Your assignment
The entries are to be duplicated exactly, with nothing left out.

Given data
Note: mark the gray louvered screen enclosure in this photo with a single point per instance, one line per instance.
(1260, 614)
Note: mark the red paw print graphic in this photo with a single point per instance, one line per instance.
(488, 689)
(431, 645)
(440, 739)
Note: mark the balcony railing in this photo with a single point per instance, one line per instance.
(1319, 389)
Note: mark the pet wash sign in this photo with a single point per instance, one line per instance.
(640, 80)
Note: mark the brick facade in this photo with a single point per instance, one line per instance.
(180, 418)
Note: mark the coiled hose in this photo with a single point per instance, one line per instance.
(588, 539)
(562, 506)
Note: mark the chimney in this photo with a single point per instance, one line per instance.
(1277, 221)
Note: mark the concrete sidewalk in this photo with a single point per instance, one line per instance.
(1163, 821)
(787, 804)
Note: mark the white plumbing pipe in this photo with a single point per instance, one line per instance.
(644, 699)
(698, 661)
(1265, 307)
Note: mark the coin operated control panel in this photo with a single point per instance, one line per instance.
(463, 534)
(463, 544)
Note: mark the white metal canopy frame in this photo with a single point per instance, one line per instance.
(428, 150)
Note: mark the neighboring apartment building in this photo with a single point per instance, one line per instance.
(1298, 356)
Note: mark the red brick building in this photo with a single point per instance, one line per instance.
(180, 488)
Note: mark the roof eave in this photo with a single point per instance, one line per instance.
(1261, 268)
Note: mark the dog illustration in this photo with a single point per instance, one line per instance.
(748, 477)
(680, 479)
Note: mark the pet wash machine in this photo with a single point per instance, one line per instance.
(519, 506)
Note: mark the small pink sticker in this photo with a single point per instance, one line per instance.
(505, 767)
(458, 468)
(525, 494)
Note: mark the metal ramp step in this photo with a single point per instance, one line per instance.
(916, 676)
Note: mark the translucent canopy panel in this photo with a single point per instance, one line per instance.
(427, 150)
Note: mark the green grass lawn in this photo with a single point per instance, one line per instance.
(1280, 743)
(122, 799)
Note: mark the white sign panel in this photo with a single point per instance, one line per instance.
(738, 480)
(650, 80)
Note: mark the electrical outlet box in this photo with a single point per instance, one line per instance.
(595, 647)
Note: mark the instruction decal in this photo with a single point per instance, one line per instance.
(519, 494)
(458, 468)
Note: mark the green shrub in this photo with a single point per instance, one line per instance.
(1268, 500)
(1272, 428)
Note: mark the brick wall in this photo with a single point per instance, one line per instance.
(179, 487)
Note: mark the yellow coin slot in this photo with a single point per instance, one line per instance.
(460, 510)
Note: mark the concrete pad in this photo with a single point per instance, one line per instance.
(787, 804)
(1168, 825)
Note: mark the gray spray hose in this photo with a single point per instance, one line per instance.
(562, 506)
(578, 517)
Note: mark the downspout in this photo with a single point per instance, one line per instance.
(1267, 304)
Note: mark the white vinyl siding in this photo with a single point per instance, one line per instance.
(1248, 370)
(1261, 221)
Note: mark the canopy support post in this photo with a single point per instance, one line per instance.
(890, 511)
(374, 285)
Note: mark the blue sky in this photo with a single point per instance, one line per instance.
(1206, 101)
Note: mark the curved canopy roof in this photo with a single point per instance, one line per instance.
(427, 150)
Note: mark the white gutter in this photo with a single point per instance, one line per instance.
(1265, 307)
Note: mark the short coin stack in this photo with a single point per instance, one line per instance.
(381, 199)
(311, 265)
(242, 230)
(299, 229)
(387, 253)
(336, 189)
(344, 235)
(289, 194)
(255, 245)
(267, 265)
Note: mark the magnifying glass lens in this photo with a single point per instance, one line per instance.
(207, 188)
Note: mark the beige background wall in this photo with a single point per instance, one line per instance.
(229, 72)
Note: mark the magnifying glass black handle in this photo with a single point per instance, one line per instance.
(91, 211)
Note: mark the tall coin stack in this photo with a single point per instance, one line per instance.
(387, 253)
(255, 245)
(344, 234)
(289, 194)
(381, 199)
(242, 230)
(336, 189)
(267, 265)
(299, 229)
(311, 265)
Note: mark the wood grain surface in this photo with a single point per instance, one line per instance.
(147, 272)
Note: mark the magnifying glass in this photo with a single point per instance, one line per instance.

Response to this exercise
Note: mark the gray louvered screen enclosure in this photo with a single point per instance, one line per instance.
(1260, 614)
Note: mark the red paw print graphic in this photo with a single point per instance, one line per instance.
(488, 689)
(431, 645)
(440, 739)
Note: mark the balcony railing in this photo with a single point per instance, one line per instance.
(1319, 389)
Note: mark the pet wash sign in this photo with a single point per instance, one line per instance.
(640, 80)
Note: mark the brick facade in this photo with a single point per instance, one line per instance.
(180, 418)
Note: mark the coiled hose in this photo with a single point per instance, one line per instance.
(588, 539)
(562, 506)
Note: mark the chimney in this photo with a single point per instance, one line per instance.
(1277, 221)
Note: mark the concrete sidewalk in this photo with a single point per instance, one line per instance.
(1163, 821)
(787, 804)
Note: mark the white plumbing pipe in this photo with a single point per instance, one line per instance.
(644, 699)
(698, 661)
(1265, 307)
Note: mark the coin operated control panel in this photo with a single point per instance, one line per instance.
(463, 534)
(463, 544)
Note: mark the white metal canopy frame in this photo with a single point per instance, one line per instance.
(428, 150)
Note: mark the neighboring apartment building in this photo with a single point per instance, one line per instance.
(1298, 356)
Note: mark the red brick building in this photo with a single point per instance, one line per instance.
(180, 488)
Note: mark the roof eave in this photo with a single point per instance, one line per instance.
(1261, 268)
Note: mark the dog illustration in this photo with a single point per instance, one line per instance.
(748, 477)
(680, 479)
Note: mark the pet wash machine in this photo with a single point per instance, one line per instance.
(519, 506)
Note: mark the small pink sticker in this photo with a single point per instance, one line per instance.
(505, 767)
(458, 468)
(525, 494)
Note: mark the metal ramp step in this photo with a single point per instance, one line per instance.
(916, 676)
Note: mark the translucent canopy panel in this photo with a single point per instance, one line per instance.
(427, 150)
Note: mark the green grass lawn in this photo with a single point per instance, one line per instance.
(1280, 743)
(122, 799)
Note: mark the white sign panel in this photo with a single point per instance, one line per instance.
(738, 480)
(650, 80)
Note: mark the electrical outlet box in this photo with a single point per instance, one line per instance.
(595, 647)
Note: mark the instruction decal in this photo with a single point per instance, one line per instance.
(519, 494)
(458, 468)
Note: mark the green shrub in this photo with a single point per instance, one line per instance.
(1268, 500)
(1272, 428)
Note: mark the brick wall in this photo with a single point per instance, one line per instance.
(179, 487)
Note: mark the yellow coin slot in this photo with a single point per instance, one line per instance.
(460, 510)
Note: mark the concrete pad in this photo with a single point per instance, one line per instance.
(787, 804)
(1168, 825)
Note: mark the gray spray hose in this photo with a single point per instance, one line per instance.
(562, 506)
(578, 517)
Note: mark the downspout in this photo with a single point per instance, one line per instance.
(1267, 304)
Note: mark the white vinyl siding in this photo with a single point per instance, one line per instance.
(1248, 370)
(1261, 221)
Note: mark the canopy support post in this photo with a single point per instance, one line per instance.
(890, 511)
(374, 285)
Note: mark the blue sky in this photo with a single point per instance, one line per instance.
(1206, 101)
Note: mark the curved canopy roof in this photo with a single point per instance, one line per instance.
(427, 150)
Note: mark the white gutter in this photo with a single point per instance, one line per instance.
(1265, 307)
Note: mark the short coin stack in this photo with a single point per instance, one line per instance.
(381, 199)
(311, 265)
(242, 230)
(299, 229)
(387, 253)
(336, 189)
(344, 235)
(289, 194)
(255, 245)
(267, 265)
Note: mark the magnifying glass lens in this photo with a single point per instance, one line per instance.
(207, 188)
Note: mark the beige background wall in this photo with a single point per instance, one line per instance.
(229, 72)
Note: mark the magnifying glass black handle in this photo with a single point per instance, one line per instance.
(91, 211)
Note: mark the tall coin stack in this photo with a single point per instance, one line per instance.
(387, 253)
(255, 245)
(344, 234)
(289, 194)
(381, 199)
(242, 230)
(336, 189)
(267, 265)
(299, 229)
(311, 265)
Note: mark the wood grain surface in this photo with a single point per instance, one line per instance.
(147, 272)
Note: mark the magnifying glass in this photo with a single point per instance, one line per instance.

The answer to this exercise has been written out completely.